Your goal: All that is needed is every record, duplicated exactly.

### Working data

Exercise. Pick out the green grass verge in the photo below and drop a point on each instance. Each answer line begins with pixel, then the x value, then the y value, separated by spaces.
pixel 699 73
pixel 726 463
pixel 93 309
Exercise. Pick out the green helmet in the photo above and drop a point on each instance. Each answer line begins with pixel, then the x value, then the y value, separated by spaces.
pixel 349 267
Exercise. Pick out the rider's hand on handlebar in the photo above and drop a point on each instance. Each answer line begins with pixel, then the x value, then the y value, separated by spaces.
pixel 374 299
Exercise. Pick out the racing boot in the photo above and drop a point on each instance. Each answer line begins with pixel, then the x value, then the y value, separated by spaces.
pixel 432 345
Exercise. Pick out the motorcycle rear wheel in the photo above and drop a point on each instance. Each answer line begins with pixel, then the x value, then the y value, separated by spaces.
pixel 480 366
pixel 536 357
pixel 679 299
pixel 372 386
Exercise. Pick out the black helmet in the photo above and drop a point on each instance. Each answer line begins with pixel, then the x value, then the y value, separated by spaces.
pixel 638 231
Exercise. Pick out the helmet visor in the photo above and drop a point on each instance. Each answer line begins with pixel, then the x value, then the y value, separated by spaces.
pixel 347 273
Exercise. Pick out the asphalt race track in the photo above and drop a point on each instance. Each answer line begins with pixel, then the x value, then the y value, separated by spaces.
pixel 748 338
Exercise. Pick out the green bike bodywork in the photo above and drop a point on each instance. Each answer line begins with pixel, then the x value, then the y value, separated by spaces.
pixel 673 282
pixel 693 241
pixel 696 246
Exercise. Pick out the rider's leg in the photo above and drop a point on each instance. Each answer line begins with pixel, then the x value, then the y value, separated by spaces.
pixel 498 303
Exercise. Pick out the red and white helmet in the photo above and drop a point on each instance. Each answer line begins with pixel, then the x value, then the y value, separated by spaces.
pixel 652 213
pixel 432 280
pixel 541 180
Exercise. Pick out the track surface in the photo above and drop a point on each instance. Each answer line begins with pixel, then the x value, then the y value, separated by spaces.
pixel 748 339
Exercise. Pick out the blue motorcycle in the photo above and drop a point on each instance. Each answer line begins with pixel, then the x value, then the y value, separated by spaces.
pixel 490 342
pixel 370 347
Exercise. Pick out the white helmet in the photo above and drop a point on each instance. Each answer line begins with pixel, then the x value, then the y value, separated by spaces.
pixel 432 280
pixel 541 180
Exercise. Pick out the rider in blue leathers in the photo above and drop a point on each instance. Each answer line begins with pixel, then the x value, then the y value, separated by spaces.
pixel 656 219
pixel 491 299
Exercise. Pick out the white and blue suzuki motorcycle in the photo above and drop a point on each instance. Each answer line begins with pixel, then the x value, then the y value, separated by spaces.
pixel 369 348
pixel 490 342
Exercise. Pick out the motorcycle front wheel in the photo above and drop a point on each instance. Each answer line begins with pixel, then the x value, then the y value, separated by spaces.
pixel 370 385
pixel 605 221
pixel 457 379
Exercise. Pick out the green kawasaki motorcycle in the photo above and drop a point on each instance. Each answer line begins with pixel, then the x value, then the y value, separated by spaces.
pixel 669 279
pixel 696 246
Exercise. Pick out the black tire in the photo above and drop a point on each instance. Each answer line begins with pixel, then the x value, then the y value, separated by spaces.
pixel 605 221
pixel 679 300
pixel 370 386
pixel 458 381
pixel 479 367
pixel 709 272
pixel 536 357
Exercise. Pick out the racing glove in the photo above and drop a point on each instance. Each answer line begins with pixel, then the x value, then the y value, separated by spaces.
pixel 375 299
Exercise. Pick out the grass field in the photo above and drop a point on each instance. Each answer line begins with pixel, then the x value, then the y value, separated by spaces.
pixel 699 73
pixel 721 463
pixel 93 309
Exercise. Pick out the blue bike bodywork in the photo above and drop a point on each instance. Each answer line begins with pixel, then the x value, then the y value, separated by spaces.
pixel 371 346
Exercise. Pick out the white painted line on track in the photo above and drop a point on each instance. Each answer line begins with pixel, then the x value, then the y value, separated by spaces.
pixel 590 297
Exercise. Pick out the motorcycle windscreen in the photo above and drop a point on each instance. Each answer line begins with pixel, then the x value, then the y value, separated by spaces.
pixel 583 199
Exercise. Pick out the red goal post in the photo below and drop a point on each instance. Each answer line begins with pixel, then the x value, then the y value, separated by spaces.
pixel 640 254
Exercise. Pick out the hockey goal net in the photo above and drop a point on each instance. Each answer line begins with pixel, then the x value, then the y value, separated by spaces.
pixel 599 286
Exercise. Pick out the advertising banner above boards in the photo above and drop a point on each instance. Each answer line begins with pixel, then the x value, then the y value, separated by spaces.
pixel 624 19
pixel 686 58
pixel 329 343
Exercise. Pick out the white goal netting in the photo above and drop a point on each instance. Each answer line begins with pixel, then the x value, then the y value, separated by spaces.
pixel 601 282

######

Written solution:
Exercise. Pick out the green grass verge in the photo below and drop a point on each instance. Each answer line begins with pixel, then the x value, then the y value, separated by spaces.
pixel 699 73
pixel 726 463
pixel 93 309
Exercise. Pick out the green helmet in the photo above and drop a point on each instance. Each answer line begins with pixel, then the x value, then the y value, separated by spaces.
pixel 349 267
Exercise. Pick out the rider's hand on handlebar in the photo above and drop a point on each instance. Each answer line begins with pixel, then the x value, then the y value, separated by spaces.
pixel 374 299
Exercise. Pick out the racing boot in the photo above and drop a point on each instance. Each answer line begins with pixel, then the x value, then the y value, separated by spaces.
pixel 432 345
Exercise. Pick out the motorcycle rear wheel in the photo above and drop a point on each instance. Each answer line begins with pixel, then the x value, then the y value, separated by spaces.
pixel 480 366
pixel 536 357
pixel 679 299
pixel 372 386
Exercise. Pick out the black helmet in the photo above and drop a point on each instance. Each answer line begins with pixel, then the x value, then the y value, separated by spaces.
pixel 638 231
Exercise. Pick out the helmet visor in the photo above and drop a point on each instance. Each answer line begins with pixel, then the x value, then the y value, separated by spaces.
pixel 347 273
Exercise. Pick out the asphalt race track in the photo above and drop a point on each instance. Each answer line begins with pixel, then the x value, then the y value, separated by spaces.
pixel 748 338
Exercise. Pick out the green bike bodywork in the photo above and drop a point on each instance. Each answer line begins with pixel, then the x value, then the y value, separated by spaces.
pixel 673 282
pixel 693 241
pixel 696 246
Exercise. Pick out the rider's leg in the photo above and drop a point on each instance. Each answer line begins with pixel, then the x value, then the y value, separated by spaces.
pixel 498 303
Exercise. Pick out the red and white helmet in the photo above and drop a point on each instance. Each answer line begins with pixel, then the x value, then the y value, separated by spaces.
pixel 652 213
pixel 432 280
pixel 541 180
Exercise. Pick out the track surface in the photo above and drop a point on each instance. Each answer line begins with pixel, then the x value, then the y value, separated by spaces.
pixel 748 339
Exercise. Pick out the blue motorcycle in the photo above and drop a point on each instance. Each answer line begins with pixel, then the x value, then the y value, separated by spaces.
pixel 490 342
pixel 370 347
Exercise. Pick out the white helmet in the photo above and drop a point on each instance. Each answer line begins with pixel, then the x value, then the y value, separated by spaces.
pixel 432 280
pixel 541 180
Exercise. Pick out the rider in blue leathers in the photo above and drop a point on each instance. Each answer line begins with pixel, then the x value, then the y value, separated by spaces.
pixel 656 219
pixel 491 299
Exercise. Pick out the white and blue suzuki motorcycle in the photo above and drop a point on each instance. Each answer line begins with pixel, then the x value, then the y value, separated by spaces.
pixel 369 348
pixel 490 342
Exercise. Pick out the motorcycle front wheel in the photo above and drop a point on each instance. Each answer line begins with pixel, then the x value, then the y value, separated by spaces.
pixel 370 385
pixel 605 221
pixel 457 379
Exercise. Pick out the green kawasaki motorcycle in the photo above and drop a point on each instance. Each answer line begins with pixel, then the x value, then the y value, separated by spaces.
pixel 669 279
pixel 696 246
Exercise. Pick out the black tire in the photo above and drop a point on each instance. Each answer line begins with pixel, then the x value, then the y value, separated by spaces.
pixel 605 221
pixel 679 300
pixel 370 386
pixel 458 381
pixel 479 367
pixel 709 272
pixel 536 357
Exercise. Pick out the racing glove in the photo above and drop a point on each instance. Each answer line begins with pixel, then the x value, then the y value, separated by spaces.
pixel 375 299
Exercise. Pick out the grass field in the photo above and drop a point on each instance. Each answer line begins with pixel, then the x value, then the y value, separated by spaces.
pixel 699 73
pixel 721 463
pixel 93 309
Exercise. Pick out the blue bike bodywork in the photo above and drop a point on each instance. Each answer line begins with pixel, then the x value, then the y value, separated by spaces.
pixel 371 346
Exercise. Pick out the white painted line on track in the photo above and drop a point on each instance. Each answer line begins with pixel, then the x value, then the y value, separated by spaces.
pixel 590 297
Exercise. Pick out the motorcycle windscreen in the photo above and drop a point on each instance. Each answer line begins with pixel, then the x value, then the y value, separated by spaces.
pixel 583 199
Exercise. Pick out the red goal post in the photo below and drop a point on each instance. Each answer line begins with pixel, then the x value, then the y value, separated by spaces.
pixel 640 254
Exercise. Pick out the hockey goal net in the photo above and drop a point on each instance. Each answer line begins with pixel, then the x value, then the y value, separated by spaces.
pixel 599 286
Exercise. Pick out the advertising banner above boards in the photo above and drop a point on each instance. Each answer line begins with pixel, then the x value, then the y value, separated by spaces.
pixel 624 19
pixel 686 58
pixel 329 343
Exercise. Pick out the white goal netting in the photo above and drop a point on each instance. Each answer line begins with pixel, then the x value, then the y value, separated by spaces.
pixel 601 282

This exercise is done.